All Consulting Services pursuant to the Agreement provided by Reveal to Customer will be outlined in one or more mutually agreed-upon and jointly executed SOWs or Order Forms, each incorporated into the Agreement and describing in detail the scope, nature and other relevant characteristics of Consulting Services to be provided.
Customer hereby retains Reveal to provide the Consulting Services described in one or more SOWs or Order Forms, subject to the terms and conditions set forth in the Agreement. Reveal shall not be obligated to perform any Consulting Services until the Parties have mutually agreed upon and executed a SOW or Order Form with respect to such Consulting Services. After execution of a SOW or Order Form, the Consulting Services to be provided under that SOW or Order Form may only be changed through a change order mutually executed by the Parties (“Change Order”).
3.1 Each SOW or Order Form will include reasonable details about Consulting Services, including, at a minimum, the Consulting Fees (defined below) charged and the Consulting Services provided. Reveal and Customer agree to cooperate in good faith to achieve satisfactory completion of the Consulting Services in a timely and professional manner.
3.2 The Parties will each designate a representative to interface and facilitate the successful completion of the Consulting Services.
3.3 Reveal will perform the Consulting Services through qualified employees and/or non-employee contractors of Reveal (“Subcontractors” and together with Reveal’s employees for the purposes of these “Consulting Services Terms”). Customer agrees to provide, at no cost to Reveal, timely and adequate assistance and other resources reasonably requested by Reveal to enable the performance of the Consulting Services (collectively, “Assistance”). Reveal, including its Subcontractors, will not be liable for any deficiency in the performance of Consulting Services to the extent such deficiency results from any acts or omissions of Customer, including, but not limited to, Customer’s failure to provide Assistance as required hereunder.
3.4 In performing the Consulting Services, Reveal will utilize Consulting Services Personnel as it deems necessary to perform the Consulting Services or any portion thereof. Customer may object to Reveal’s use of a Subcontractor by specifying its reasonable objection to Reveal, in which case the Parties will cooperate in good faith to appoint another Consulting Services Personnel to perform such Consulting Services. Reveal may replace Consulting Services Personnel in its normal course of business, provided that Reveal will be responsible for the performance of Consulting Services by all Consulting Services Personnel.

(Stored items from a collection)
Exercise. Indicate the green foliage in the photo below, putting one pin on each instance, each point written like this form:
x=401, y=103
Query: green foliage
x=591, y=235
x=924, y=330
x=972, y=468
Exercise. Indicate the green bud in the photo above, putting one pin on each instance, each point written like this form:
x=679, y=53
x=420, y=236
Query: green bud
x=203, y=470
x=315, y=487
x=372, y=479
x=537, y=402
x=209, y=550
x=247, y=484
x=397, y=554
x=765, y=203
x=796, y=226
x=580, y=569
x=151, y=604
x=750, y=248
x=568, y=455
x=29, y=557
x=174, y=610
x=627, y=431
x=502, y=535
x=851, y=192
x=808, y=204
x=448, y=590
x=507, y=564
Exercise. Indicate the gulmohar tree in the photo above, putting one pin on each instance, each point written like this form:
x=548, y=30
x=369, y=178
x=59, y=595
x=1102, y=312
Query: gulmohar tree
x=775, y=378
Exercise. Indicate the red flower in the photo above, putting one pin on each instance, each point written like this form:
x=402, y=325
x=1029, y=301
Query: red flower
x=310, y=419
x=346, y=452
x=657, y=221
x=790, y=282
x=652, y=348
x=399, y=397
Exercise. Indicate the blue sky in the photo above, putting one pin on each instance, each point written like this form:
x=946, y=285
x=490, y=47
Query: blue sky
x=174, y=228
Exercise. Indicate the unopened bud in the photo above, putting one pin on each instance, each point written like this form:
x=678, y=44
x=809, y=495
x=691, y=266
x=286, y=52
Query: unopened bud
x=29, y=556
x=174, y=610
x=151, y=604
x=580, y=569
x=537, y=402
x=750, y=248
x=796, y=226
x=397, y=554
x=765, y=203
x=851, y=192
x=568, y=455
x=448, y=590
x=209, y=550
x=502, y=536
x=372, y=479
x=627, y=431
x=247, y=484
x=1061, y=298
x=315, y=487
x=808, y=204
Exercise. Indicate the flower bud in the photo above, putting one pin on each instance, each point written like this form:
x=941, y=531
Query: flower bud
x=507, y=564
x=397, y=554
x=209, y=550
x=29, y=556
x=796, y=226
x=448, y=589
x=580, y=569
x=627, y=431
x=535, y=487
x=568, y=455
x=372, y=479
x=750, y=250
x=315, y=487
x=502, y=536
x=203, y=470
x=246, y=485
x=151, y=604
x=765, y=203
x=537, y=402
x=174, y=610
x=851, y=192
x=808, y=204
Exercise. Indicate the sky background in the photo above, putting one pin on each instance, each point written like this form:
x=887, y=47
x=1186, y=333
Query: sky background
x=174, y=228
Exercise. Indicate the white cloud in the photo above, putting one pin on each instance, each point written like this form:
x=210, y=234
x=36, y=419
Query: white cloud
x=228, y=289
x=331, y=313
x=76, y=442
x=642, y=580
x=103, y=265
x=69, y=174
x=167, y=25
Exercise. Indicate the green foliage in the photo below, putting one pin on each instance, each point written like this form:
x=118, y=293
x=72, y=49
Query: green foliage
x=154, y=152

• [Required task 1] Retype the entries, starting at their first line and stopping after the line that contains "x=972, y=468".
• [Required task 2] Continue the consulting services terms from the point where they stop.

• [Response 1]
Exercise. Indicate the green foliage in the photo below, putting one pin on each instance, each point written like this form:
x=401, y=103
Query: green foliage
x=591, y=235
x=924, y=330
x=972, y=468

• [Response 2]
3.5 Reveal will control the method and manner of performing all work necessary for completion of Consulting Services, including but not limited to the supervision and control of any Consulting Services Personnel performing Consulting Services. Reveal will maintain such number of qualified Consulting Services Personnel and appropriate facilities and other resources sufficient to perform Reveal’s obligations under the Agreement in accordance with its terms.
3.6 Consulting Services Personnel may enter (“assume into”) Customer’s production system of RoboSuite to provide the Consulting Services.
3.7 In the event that Customer seeks to change the scope of Consulting Services to be provided under any SOW or Order Form (including, but not limited to, any changes to the project schedule described in the SOW or Order Form), Customer shall discuss such proposed changes with Reveal. If Reveal elects to perform such changes to the Consulting Services, the Parties shall work together in good faith to execute a written Change Order. Reveal shall be entitled to an adjustment in Consulting Fees pursuant to the changes reflected in the Change Order. Reveal shall not be obligated to perform any differing or additional Consulting Services unless the Parties have mutually agreed upon a written Change Order.
3.8 Unless otherwise agreed to in a SOW or Order Form, for Consulting Services that are deliverable or milestone based, upon delivery of all deliverables or completion of all milestones detailed in the SOW or Order Form, Reveal shall provide Customer with written notice (“Completion Notice”). Thereafter, Customer shall have five (5) business days from the date of the Completion Notice to provide Reveal with written notice describing any deliverables that have not been provided or milestones not met. The SOW or Order Form shall be deemed complete and the deliverables accepted or milestones met absent Customer’s timely written notice of any deliverables not having been provided or milestones not having been met. In the event that Customer provides timely written notice of any deliverables not having been provided or milestones not having been met, Reveal shall make commercially reasonable efforts to remedy the defects identified. If the defects cannot be remedied, Customer may terminate the applicable SOW and Reveal shall return the portion of the Consulting Fees paid to Reveal by Customer for the nonconforming portion of the Consulting Services (or, if Consulting fees have not yet been paid, Customer will be relieved from its obligation to pay Consulting Fees for the nonconforming portion of the Consulting Services). For the avoidance of doubt, a Completion Notice shall not be necessary for Consulting Services that are time and materials-based.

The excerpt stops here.